:: Exercise aim ::
Every line with the word "pixel" in it should be extracted from the data that follows.

Collection entries:
■ ■ ■
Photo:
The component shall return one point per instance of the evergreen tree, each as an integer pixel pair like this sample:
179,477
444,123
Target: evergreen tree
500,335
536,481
■ ■ ■
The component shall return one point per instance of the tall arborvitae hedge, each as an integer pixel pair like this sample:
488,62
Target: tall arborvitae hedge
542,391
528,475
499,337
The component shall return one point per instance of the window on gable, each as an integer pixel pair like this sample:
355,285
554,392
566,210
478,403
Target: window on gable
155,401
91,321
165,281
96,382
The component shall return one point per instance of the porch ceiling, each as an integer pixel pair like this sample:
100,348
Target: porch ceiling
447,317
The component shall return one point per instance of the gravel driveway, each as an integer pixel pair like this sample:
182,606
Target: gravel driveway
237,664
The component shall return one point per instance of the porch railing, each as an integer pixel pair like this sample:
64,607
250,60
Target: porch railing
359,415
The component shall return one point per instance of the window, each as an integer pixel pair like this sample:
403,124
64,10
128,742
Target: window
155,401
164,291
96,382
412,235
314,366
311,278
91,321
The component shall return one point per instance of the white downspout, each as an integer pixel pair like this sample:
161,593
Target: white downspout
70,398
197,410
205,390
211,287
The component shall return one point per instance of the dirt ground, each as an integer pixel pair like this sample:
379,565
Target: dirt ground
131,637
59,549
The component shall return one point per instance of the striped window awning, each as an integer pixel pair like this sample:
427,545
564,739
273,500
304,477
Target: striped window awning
■ ■ ■
:: Result of the exercise ::
The component shall return one point per instance of the evergreen tree, each as an integer pixel pair like this sample:
The component shall return one point per instance of the tall arborvitae hedge, each as an integer pixel pair like this sample:
The component shall return one point per instance of the window on gable, each as an integer pixel pair like this sample:
The component shall return one point per instance of the porch ceiling, each as an integer pixel pair like this sample:
The component shall return one point per instance of the gravel driveway, each as an integer pixel pair like this sample:
The component shall return one point per instance of the porch railing, each as an integer pixel pair like this sample:
The component shall return one point per instance of the window, each as an integer pixel pair like this sample:
The component shall return one point per instance of the white downspout, each as an integer pixel pair like this sample:
The component shall return one point per instance of the dirt ground, each as an integer pixel pair like this sample:
The component shall return one point per instance of the striped window awning, each as an integer pixel pair like this sample:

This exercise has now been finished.